CONSIGNE 1:
Repérez dans les enregistrements chaque ligne qui contient le mot « hydraulic » et recopiez-la.

TEXTE:
Les autorités caressent le rêve de voir un jour le Togo se hisser au rang des pays émergents, raison pour laquelle la zone franche a été implantée dans le pays depuis des décennies. Mais si des sociétés qui se sont vu accorder une période d’exonération d’impôts doivent du jour au lendemain manipuler leurs données comptables pour se déclarer en faillite et reverser des centaines d’employés dans le cercle des chômeurs, il y a lieu de se pencher sur les conditions qui ont prévalu lors de leur installation. Nous apprenons que l’une d’elle, spécialisée dans la confection des mèches pour femmes, se prépare à mettre la clé sous le paillasson. Reste à savoir si cette pratique est permise, valable et si elle répond aux clauses des sociétés des zones franches d’ailleurs.

LISTE DES ENREGISTREMENTS:
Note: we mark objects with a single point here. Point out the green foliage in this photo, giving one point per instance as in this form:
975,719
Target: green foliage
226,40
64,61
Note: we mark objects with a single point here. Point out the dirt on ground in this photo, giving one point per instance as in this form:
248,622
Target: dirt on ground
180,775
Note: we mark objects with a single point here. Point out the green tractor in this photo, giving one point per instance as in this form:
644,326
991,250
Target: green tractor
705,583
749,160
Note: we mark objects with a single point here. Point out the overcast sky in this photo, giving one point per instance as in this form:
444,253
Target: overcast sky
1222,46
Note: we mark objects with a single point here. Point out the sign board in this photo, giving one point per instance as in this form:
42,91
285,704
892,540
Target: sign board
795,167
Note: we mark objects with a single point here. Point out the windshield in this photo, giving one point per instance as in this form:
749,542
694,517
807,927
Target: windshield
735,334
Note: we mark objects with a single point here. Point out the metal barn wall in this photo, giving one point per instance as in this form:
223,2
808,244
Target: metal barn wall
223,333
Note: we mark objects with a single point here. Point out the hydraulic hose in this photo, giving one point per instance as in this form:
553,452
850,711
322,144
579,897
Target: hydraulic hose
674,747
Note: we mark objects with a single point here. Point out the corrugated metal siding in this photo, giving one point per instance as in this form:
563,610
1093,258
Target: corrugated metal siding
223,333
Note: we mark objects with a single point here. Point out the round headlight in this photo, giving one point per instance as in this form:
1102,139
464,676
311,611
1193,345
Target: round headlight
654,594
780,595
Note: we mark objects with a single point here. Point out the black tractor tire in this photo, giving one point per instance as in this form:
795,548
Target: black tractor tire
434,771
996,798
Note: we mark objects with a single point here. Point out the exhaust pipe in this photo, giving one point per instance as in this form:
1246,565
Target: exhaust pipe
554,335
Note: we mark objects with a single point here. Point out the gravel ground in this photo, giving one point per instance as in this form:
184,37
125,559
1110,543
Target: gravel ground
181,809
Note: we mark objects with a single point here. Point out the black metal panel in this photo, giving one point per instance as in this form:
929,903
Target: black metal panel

CONSIGNE 2:
Répondez aux questions suivantes d'après le texte sur la zone franche au Togo.
(a) Au rang de quels pays les autorités rêvent-elles de voir le Togo se hisser un jour ?
(b) Depuis combien de temps la zone franche est-elle implantée dans le pays ?
(c) Dans quoi est spécialisée la société qui se prépare à mettre la clé sous le paillasson ?

RÉPONSE 1:
Note: we mark objects with a single point here. Point out the hydraulic hose in this photo, giving one point per instance as in this form:
Target: hydraulic hose

RÉPONSE 2:
(a) Au rang des pays émergents.
(b) Depuis des décennies.
(c) Dans la confection des mèches pour femmes.